- Extract provided:
** begin **
Hearsay Social flags personal things people have posted on social media, like getting married or having a baby?
Getting married, having a baby, yes, or getting
a new job or moving. What the application does is, through machine
learning algorithms and our technology platform, we’re able to distill
those key life events and show them in a dashboard so that only the
relevant signals, if you will — and buying triggers are presented to a
financial advisor.
So if I’m a financial advisor, and if a client just got married, I’ll
know that because I’ll see an alert or social signal that there are a
lot of congratulations in his social media network, and perhaps because
he updated his profile. I can reach out on social, congratulate him, but
then now in the real world, I’ll know to reach out to set up some time
with him as well to say, “Hey, this is a key milestone, and if I can
ever be of service, let me know.”
In addition, on our platform, you can share content in social media from our content library. There is value-added and thought leadership
content, say, about the top five things you need to do when you get
married related to insurance, life insurance, etc. Our customers can
take that material and share it with their contacts, and really be that
resource in a very critical time in his life. It’s all designed to help
build authentic relationships and engage with the right customers at the
right time.
Gary touched on the social business element
of how you might use identification of key events at scale to engage
more effectively. Another angle that pertains to how these global
institutions are using our platform would be content distribution.
The standard way that brands get their message out to consumers,
prospects and clients is kind of a one-to-many approach, where you have
the corporate-approved message, it’s broadcast in a very big way and may
be localized a bit for specific markets, but it’s done through print or
CD or radio. One of the things that can be done through our platform is
localized content distribution in two models.
** end **
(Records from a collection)
** begin **
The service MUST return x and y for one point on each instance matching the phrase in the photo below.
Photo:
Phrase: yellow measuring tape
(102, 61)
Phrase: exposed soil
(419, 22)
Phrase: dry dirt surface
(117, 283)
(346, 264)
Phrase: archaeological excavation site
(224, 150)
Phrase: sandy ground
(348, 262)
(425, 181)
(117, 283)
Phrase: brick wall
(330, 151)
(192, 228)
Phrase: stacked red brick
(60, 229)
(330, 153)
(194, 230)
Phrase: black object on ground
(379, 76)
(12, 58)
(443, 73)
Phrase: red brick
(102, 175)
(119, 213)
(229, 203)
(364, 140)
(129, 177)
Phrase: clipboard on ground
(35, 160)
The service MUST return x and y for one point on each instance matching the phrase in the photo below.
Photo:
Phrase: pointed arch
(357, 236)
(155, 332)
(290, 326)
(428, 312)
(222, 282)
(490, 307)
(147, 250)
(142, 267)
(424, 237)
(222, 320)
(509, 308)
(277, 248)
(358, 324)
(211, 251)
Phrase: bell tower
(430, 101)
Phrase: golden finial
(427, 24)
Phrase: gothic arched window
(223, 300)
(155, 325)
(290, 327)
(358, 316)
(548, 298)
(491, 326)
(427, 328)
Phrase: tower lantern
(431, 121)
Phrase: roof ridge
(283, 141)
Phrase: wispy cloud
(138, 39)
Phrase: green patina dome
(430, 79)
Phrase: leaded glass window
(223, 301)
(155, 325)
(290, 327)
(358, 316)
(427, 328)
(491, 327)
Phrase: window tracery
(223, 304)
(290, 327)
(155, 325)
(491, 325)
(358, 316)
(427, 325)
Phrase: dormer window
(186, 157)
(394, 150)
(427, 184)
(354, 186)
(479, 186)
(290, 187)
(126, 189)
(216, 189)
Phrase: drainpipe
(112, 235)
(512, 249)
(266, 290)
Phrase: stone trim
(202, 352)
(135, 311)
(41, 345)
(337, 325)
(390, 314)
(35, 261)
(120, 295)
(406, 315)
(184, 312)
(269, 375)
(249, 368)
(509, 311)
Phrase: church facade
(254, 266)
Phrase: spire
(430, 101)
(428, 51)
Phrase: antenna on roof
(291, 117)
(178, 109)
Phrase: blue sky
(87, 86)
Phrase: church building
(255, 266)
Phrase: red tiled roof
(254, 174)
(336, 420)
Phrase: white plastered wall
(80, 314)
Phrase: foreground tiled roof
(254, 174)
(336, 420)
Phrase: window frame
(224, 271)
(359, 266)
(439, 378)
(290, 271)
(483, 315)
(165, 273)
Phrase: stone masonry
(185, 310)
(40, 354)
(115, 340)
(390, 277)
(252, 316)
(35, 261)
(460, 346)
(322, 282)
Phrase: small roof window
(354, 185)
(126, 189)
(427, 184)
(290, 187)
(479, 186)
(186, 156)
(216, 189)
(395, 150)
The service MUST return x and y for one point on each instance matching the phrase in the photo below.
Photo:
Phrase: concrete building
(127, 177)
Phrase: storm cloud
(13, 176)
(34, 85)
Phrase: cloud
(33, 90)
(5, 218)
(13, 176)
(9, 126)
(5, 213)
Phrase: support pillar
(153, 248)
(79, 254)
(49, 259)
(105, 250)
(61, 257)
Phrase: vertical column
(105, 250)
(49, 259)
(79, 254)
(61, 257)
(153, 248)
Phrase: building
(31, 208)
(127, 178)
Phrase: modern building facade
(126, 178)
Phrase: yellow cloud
** end **
- Set exercise 1:
Go through the entries above and copy each line that contains the string "roof".
- Set exercise 2:
Extend the interview excerpt about the Hearsay Social platform, picking up right after its final sentence.

- Task answer 1:
Phrase: roof ridge
Phrase: antenna on roof
Phrase: red tiled roof
Phrase: foreground tiled roof
Phrase: small roof window

- Task answer 2:
The first would be corporate-to-local, which is what we started —
taking corporate-approved content and suggesting it to certain groups of
individuals that represent your business. So, maybe you’re targeting
content based on a region or targeting based on a specialty of what you
sell or who you sell to. We allow those local individuals, be they in
support or sales or marketing, to fine-tune the message for their
immediate audiences. This helps get a more relevant conversation going
at a local level through the person who represents the brand, rather
than just the brand itself.
The other area we’ve been able to support is what we’d call
local-to-corporate flow of content. Through our platform, when you’ve
got thousands or even tens of thousands of employees on our solution
distributing content, they’re doing a lot of very unique things at local
levels that may work on a global scale and inform the corporate
marketing teams.
Can you give an example of how something happening at a company on a local level moved out to a wider audience?
Yeah, there’s an interesting story from a
global insurance company where they had an insurance agent who published
a piece of content in his hometown in Ohio. He took a picture of a sign
that was made at a Little League baseball field basically saying, “Hey,
parents, chill out. It’s a Little League game. You know, we’re all here
to cheer on the kids. You can stop yelling at them.”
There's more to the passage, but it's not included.